■ **Exercise prompt**
Reproduce the data below word for word, setting aside any picture it holds.

**********

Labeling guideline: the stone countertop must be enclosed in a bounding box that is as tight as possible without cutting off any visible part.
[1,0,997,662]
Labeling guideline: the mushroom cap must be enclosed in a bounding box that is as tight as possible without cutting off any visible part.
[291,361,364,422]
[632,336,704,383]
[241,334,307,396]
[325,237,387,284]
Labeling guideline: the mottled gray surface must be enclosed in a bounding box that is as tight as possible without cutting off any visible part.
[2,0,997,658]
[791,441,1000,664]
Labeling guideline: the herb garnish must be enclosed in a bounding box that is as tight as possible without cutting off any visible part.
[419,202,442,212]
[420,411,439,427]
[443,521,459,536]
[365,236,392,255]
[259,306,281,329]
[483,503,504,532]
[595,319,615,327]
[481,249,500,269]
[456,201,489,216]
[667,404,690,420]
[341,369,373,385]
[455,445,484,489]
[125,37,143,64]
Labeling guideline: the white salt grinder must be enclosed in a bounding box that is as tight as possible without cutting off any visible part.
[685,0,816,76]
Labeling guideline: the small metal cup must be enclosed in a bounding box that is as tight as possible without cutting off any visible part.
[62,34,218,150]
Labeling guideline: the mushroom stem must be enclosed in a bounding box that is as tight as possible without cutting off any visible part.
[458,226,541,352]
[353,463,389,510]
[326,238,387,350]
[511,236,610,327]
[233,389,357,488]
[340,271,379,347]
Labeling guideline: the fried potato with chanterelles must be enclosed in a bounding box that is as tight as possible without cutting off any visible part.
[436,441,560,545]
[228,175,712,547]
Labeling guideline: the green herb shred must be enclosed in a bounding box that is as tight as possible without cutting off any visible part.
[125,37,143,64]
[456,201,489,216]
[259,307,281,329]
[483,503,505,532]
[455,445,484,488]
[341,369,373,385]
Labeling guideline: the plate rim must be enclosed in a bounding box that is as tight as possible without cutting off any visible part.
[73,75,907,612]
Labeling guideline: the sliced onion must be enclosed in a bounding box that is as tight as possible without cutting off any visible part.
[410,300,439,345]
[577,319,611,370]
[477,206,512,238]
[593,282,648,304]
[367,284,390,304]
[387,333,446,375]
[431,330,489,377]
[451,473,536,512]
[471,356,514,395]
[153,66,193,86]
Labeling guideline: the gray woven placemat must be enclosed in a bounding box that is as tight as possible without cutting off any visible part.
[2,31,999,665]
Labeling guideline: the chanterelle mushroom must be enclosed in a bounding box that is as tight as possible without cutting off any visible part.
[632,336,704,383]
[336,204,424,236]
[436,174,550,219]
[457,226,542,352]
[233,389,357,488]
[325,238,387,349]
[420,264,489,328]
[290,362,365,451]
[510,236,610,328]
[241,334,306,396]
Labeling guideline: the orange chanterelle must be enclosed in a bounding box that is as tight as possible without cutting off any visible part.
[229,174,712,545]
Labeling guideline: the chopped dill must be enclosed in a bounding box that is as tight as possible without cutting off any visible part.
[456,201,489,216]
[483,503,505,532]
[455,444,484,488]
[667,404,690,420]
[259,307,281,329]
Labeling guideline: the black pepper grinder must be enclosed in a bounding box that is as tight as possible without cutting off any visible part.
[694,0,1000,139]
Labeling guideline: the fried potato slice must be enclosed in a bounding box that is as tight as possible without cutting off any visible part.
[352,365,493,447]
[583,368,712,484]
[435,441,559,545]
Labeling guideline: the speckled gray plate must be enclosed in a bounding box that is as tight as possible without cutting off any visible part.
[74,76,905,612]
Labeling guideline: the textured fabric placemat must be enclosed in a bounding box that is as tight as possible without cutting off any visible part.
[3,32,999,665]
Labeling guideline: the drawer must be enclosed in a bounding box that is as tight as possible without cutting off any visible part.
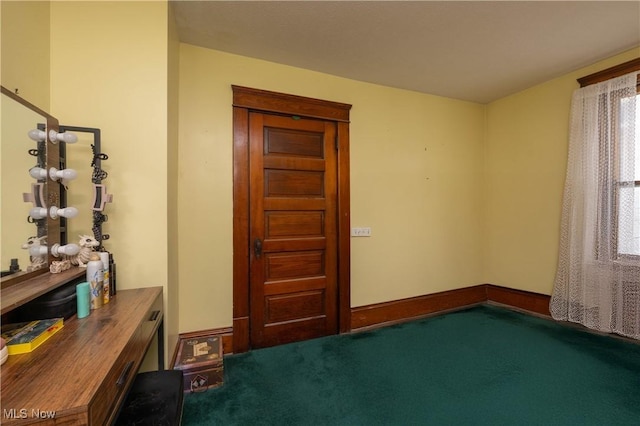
[91,291,163,424]
[139,292,163,348]
[89,326,143,425]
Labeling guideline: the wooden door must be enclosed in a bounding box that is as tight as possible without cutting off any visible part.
[232,85,352,353]
[249,113,338,347]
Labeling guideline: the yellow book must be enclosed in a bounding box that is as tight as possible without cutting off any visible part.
[1,318,64,355]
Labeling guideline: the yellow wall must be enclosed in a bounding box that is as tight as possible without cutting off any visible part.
[178,45,485,332]
[484,47,640,295]
[0,1,50,109]
[166,2,181,356]
[4,0,639,342]
[48,1,173,364]
[49,0,168,289]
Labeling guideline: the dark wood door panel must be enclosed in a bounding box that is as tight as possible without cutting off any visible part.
[263,277,327,296]
[263,317,327,347]
[265,169,325,197]
[265,290,326,323]
[264,127,325,158]
[265,211,325,238]
[263,115,327,144]
[265,251,325,281]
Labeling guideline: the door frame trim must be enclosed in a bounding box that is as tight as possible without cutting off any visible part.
[232,85,352,353]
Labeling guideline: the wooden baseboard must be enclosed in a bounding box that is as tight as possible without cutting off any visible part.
[176,284,551,354]
[351,285,487,330]
[485,284,551,317]
[351,284,551,331]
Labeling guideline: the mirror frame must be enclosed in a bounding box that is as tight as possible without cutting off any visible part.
[58,124,109,251]
[1,85,61,287]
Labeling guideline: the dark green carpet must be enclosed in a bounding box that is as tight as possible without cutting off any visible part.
[183,305,640,425]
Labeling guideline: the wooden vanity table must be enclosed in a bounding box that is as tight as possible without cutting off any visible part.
[1,269,164,425]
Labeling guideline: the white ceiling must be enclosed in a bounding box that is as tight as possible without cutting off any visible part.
[172,1,640,104]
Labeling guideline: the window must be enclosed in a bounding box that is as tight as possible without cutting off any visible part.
[551,59,640,339]
[618,94,640,256]
[577,58,640,260]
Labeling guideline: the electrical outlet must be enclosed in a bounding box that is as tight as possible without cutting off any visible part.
[351,227,372,237]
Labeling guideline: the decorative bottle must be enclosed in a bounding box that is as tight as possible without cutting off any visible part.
[87,253,104,310]
[99,252,110,304]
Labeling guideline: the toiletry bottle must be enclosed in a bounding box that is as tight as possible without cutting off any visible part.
[9,259,20,273]
[99,252,110,304]
[109,253,116,296]
[87,253,104,310]
[76,282,91,319]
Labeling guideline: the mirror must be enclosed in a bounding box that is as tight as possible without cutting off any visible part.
[0,87,58,282]
[1,91,46,274]
[0,86,111,286]
[65,134,92,243]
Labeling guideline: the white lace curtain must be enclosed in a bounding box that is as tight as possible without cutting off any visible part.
[550,71,640,340]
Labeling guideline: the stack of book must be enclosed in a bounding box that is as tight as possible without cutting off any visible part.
[1,318,64,355]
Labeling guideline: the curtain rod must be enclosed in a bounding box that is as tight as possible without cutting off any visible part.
[577,57,640,88]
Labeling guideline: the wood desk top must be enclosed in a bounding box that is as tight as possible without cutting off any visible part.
[1,268,85,315]
[0,287,163,425]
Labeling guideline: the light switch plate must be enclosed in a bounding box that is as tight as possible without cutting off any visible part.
[351,227,372,237]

**********

■ **Output of the task**
Labeling guideline: the stone countertop must be enclosed in a bounding box that is as tight as possible without cutting off any visible part.
[1,0,997,662]
Labeling guideline: the mushroom cap must be enclosed in a bounding box that is as tight as possible without cutting off any visible part.
[291,361,364,422]
[632,336,704,383]
[241,334,307,396]
[325,237,387,284]
Labeling guideline: the mottled gray surface must be enclosed in a bounding box that is as tight as possible without cutting off any visible part.
[2,0,997,658]
[791,441,1000,664]
Labeling guideline: the herb garnish must be enclosed in a bounding box that is as tight as possible without cutting off any visible part.
[419,202,442,212]
[420,411,439,427]
[443,521,459,536]
[365,236,392,255]
[259,306,281,329]
[483,503,504,532]
[595,319,615,327]
[481,249,500,269]
[456,201,489,216]
[667,404,690,420]
[341,369,373,385]
[455,445,484,489]
[125,37,143,64]
Labeling guideline: the white salt grinder must be enclosed in a bounding box that is as tight as possible without cutting off any visible part.
[685,0,816,76]
Labeling guideline: the small metal cup must be enclosed in a bounding box that is as tight as possible without cutting off any visible part.
[62,34,218,150]
Labeling guideline: the mushroom stem must be enclosed in a bounding box that is as tight as possible without cutting off any visible part.
[458,226,541,352]
[353,463,389,510]
[326,238,387,350]
[511,236,610,327]
[233,389,357,488]
[340,271,379,347]
Labeling guideline: the fried potato with chanterelles must be enclosed in a bounding box that is as tight as possible without cutting off any visible part.
[436,441,560,545]
[228,175,712,547]
Labeling guideline: the green herb shred must be enclosed in a bounding box that is as tight as possible without cutting off any visible part.
[125,37,143,64]
[456,201,489,216]
[259,307,281,329]
[483,503,505,532]
[455,445,484,488]
[341,369,373,385]
Labeling guideline: the plate rim must be enclosed in a bounding box that is as tight as possible without cutting off any visible part.
[73,75,907,612]
Labeling guideline: the sliced onion must be enclosed in a bounding box that is as tight as possible without cutting off any visible part.
[410,300,439,345]
[577,319,611,370]
[477,206,512,238]
[593,282,648,304]
[367,284,390,304]
[387,333,446,375]
[431,330,489,377]
[451,473,536,512]
[471,356,514,395]
[153,66,193,86]
Labeling guideline: the gray woven placemat must be enclosed in a bounding box that is as tight as possible without cutting off any visible part.
[2,31,999,665]
Labeling guideline: the chanterelle mushroom must be enclosed in a bounding box that is as tight as possible without cutting off any visible part.
[632,336,704,383]
[336,204,424,236]
[436,174,550,219]
[457,226,542,352]
[233,389,357,488]
[325,238,387,349]
[420,264,489,328]
[290,362,365,451]
[510,236,610,328]
[241,334,306,396]
Labeling guideline: the orange chanterelle must be enclosed in a bounding box that is as tight as possible without cutting off any visible part.
[229,174,712,545]
Labeling guideline: the chopped dill must be enclosed in a bounding box that is as tight as possible without cutting off any visible part.
[456,201,489,216]
[483,503,505,532]
[455,444,484,488]
[667,404,690,420]
[259,307,281,329]
Labeling guideline: the black pepper grinder must be enclosed in a bounding box that is as tight as possible without cutting off any visible part.
[694,0,1000,139]
Labeling guideline: the fried potato slice must be enclosed in a bounding box that is as tight as possible without cutting off any visible part.
[352,365,493,447]
[583,368,712,484]
[435,441,559,545]
Labeling guideline: the speckled gray plate must be enclosed in a bounding box that is as tight as possible without cutting off any visible part.
[74,76,905,612]
Labeling guideline: the textured fabric placemat must be enclosed in a bounding box that is as tight as possible without cutting off any visible part.
[3,32,999,665]
Labeling guideline: the drawer must be enclosed in a bounding box that is as tight as possible without cutting off any visible part.
[91,291,163,424]
[139,292,163,348]
[89,326,143,425]
Labeling guideline: the wooden door must be enclosed in a bounding box that is as tight as possible without cutting off any visible part.
[232,85,352,353]
[249,113,338,347]
Labeling guideline: the yellow book must be enclosed in a bounding box that is as tight as possible without cutting off any visible part.
[1,318,64,355]
Labeling guideline: the yellow wall must be enclosed in a bounding box that is as tight as possible without cutting off any visible part.
[178,45,485,332]
[484,47,640,295]
[0,1,50,109]
[166,2,181,356]
[4,0,639,342]
[48,1,173,364]
[49,0,168,289]
Labeling guideline: the dark wood door panel must be enclosed in a bounding box that is as tight as possible without cutting off any visible part.
[263,277,327,296]
[263,317,327,347]
[265,169,325,197]
[265,290,326,323]
[264,127,325,158]
[265,211,325,238]
[263,115,327,144]
[265,251,325,281]
Labeling guideline: the door frame trim must be enclosed in a bounding box that is as tight as possible without cutting off any visible part.
[232,85,352,353]
Labeling guideline: the wooden baseboard must be enclosed in a bounding box that is as tight as possible without cutting off any visible part.
[176,284,551,354]
[351,285,487,330]
[485,284,551,317]
[351,284,551,331]
Labeling guideline: the mirror frame must be enclosed in a bounding box that is as tight as possible without cutting off any visible part.
[58,124,109,251]
[1,85,61,287]
Labeling guideline: the dark green carpet must be enclosed in a bounding box that is as tight as possible without cutting off any visible part.
[183,305,640,425]
Labeling guideline: the wooden vanity table must be enclosed in a bounding box that is as tight as possible without cutting off any visible part.
[1,269,164,425]
Labeling guideline: the white ceiling must be enclosed in a bounding box that is as tight as possible without cutting off any visible part.
[172,1,640,104]
Labeling guideline: the window must be enclosed in a bounding box that is as tight as possible without cutting off any visible part.
[551,59,640,339]
[618,94,640,256]
[577,58,640,260]
Labeling guideline: the electrical outlet must be enclosed in a bounding box that is as tight as possible without cutting off any visible part.
[351,227,372,237]
Labeling guideline: the decorative bottle must be enclosed in a bounding box that is as tight as possible without cutting off any visible part.
[87,253,104,310]
[99,252,110,304]
Labeling guideline: the toiletry bottle must be enclosed in a bounding box that is as tight as possible without cutting off any visible part.
[9,259,20,273]
[99,252,110,304]
[109,253,116,296]
[87,253,104,310]
[76,282,91,319]
Labeling guideline: the mirror must be enclosed in a bounding box that is as tight as possible without cutting off any visible part.
[0,87,58,282]
[1,91,46,274]
[0,86,111,286]
[65,134,92,243]
Labeling guideline: the white lace curtain must be enclosed in a bounding box that is as tight as possible without cutting off any visible part.
[550,71,640,340]
Labeling guideline: the stack of book must be enclosed in a bounding box that is as tight as possible without cutting off any visible part.
[1,318,64,355]
Labeling guideline: the curtain rod must be enclosed in a bounding box that is as tight as possible without cutting off any visible part.
[577,57,640,88]
Labeling guideline: the wood desk top must be enclosed in a bounding box that is as tight as possible without cutting off any visible part.
[1,268,85,315]
[0,287,163,425]
Labeling guideline: the light switch plate must be enclosed in a bounding box that is as tight as possible without cutting off any visible part.
[351,227,372,237]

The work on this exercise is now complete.